begin Document text
Elric
- Cover by Steve Leialoha and Steve Oliff
- Other names: Elric
- Designers: Greg Stafford; Charlie Krank;
- Illustrators: Steve Oliff; William Church;
- Publishers: Chaosium
- Publication: 1982; 44 years ago
- Genres: Fantasy board wargame

= Elric: Battle at the End of Time =

Fantasy board wargame

Elric: Battle at the End of Time is a board wargame published by Chaosium in 1982, an update of the 1977 game simply titled Elric. It is based on the Elric of Melniboné books by Michael Moorcock. There have been three English language editions, Elric (1977) and Elric: Battle at the End of Time (1982), both published by Chaosium, and Elric (1984), published by Avalon Hill.

==Gameplay==
Elric is a game about Elric of Melniboné, the central protagonist in a series of novels by Michael Moorcock. In each scenario of the game, players are assigned primary personalities from the novels, and the players then draw cards which allow the players to "muster" additional personalities and armies.

==Publication history==
The original 1977 edition, titled Elric, came packaged in a ziplock bag with a rule book, a paper map and counters. In 1982, the game, with updated and revised rules and upgraded production values, was renamed Elric: Battle at the End of Time. The game now came packaged in a box, and included a 12-page rules folio, a 22" x 34" map, and 320 die-cut double-sided counters. The price was increased from $12 to $20. In 1984, Avalon Hill published an edition of the game based on the 1982 Chaosium edition, with updated box art. Hobby Japan released a Japanese language version based on the 1984 edition.

==Reception==
In the November–December 1977 edition of The Space Gamer (Issue No. 14), Neil Shapiro liked the game, saying, "Elric is more than a game. It is a very accurate, emotional representation of one of Fantasy literature's greatest sagas. It is a myth made real and brought to the gameboard. As an examination of one Cycle of Moorcock's Eternal Champion, it is unique. As a game, it has few equals."

In Issue 27 of the British wargaming magazine Perfidious Albion, Charles Vasey and Geoffrey Barnard discussed this game. Vasey commented, "The rules are open to abuses ... but a house-ruling should sort this out. The system is fun and not very serious but it does have the right atmosphere ... Combat is perhaps too simple and replacements too generous." Barnard replied, "I actually found this game mildly amusing ... in spite of my having no knowledge of the books, I had some idea of what to do." Vasey concluded by recommending it to "those who like a good fun game with multi-player possibilities." Barnard concluded, "I feel sure that for the uninitiate, this game will be a lot more interesting than The War of the Ring], and will certainly be more worth playing."
end Document text
begin Recorded data
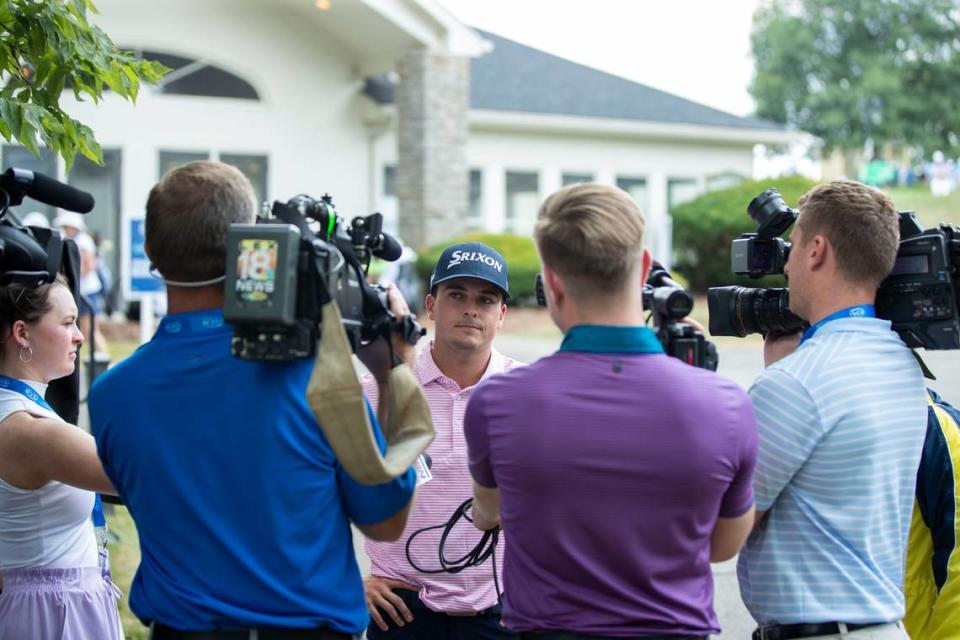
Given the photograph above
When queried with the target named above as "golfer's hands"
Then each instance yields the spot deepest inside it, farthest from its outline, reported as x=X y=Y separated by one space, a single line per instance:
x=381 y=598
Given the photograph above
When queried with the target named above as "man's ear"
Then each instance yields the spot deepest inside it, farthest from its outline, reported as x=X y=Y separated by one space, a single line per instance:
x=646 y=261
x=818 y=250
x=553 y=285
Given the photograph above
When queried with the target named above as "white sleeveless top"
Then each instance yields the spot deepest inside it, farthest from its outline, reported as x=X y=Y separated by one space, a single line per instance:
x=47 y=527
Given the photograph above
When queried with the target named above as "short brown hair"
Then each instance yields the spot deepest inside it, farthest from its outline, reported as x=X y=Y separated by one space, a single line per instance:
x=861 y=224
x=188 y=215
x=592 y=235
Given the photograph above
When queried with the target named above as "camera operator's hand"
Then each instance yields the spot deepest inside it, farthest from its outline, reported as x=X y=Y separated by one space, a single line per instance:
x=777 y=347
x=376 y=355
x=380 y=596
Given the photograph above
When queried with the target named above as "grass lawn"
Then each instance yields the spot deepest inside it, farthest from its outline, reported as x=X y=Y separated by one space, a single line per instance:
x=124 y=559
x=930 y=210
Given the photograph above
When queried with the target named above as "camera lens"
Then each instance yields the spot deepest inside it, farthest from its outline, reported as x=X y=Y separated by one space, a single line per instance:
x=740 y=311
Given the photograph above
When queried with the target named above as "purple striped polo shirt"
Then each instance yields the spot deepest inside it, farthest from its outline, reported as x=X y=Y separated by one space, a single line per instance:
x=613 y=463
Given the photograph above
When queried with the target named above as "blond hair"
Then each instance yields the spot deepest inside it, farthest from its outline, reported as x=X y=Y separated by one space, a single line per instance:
end Recorded data
begin Recorded data
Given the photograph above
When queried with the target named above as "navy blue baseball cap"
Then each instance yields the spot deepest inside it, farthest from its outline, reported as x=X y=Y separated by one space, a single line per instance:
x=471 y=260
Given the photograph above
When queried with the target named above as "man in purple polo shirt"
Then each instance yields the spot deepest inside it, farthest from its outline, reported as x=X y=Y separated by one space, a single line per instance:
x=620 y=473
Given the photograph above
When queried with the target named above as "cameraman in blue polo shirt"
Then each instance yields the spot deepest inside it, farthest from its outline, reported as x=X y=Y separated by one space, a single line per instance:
end Recorded data
▶ Directives:
1 > Quote the Elric wargame article word for word from "Elric: Battle at the End of Time is" to "by Avalon Hill.".
2 > According to the Elric wargame article, how many counters came with the 1982 edition of the game?

▶ Answer list:
1 >
Elric: Battle at the End of Time is a board wargame published by Chaosium in 1982, an update of the 1977 game simply titled Elric. It is based on the Elric of Melniboné books by Michael Moorcock. There have been three English language editions, Elric (1977) and Elric: Battle at the End of Time (1982), both published by Chaosium, and Elric (1984), published by Avalon Hill.

2 > It included 320 die-cut double-sided counters.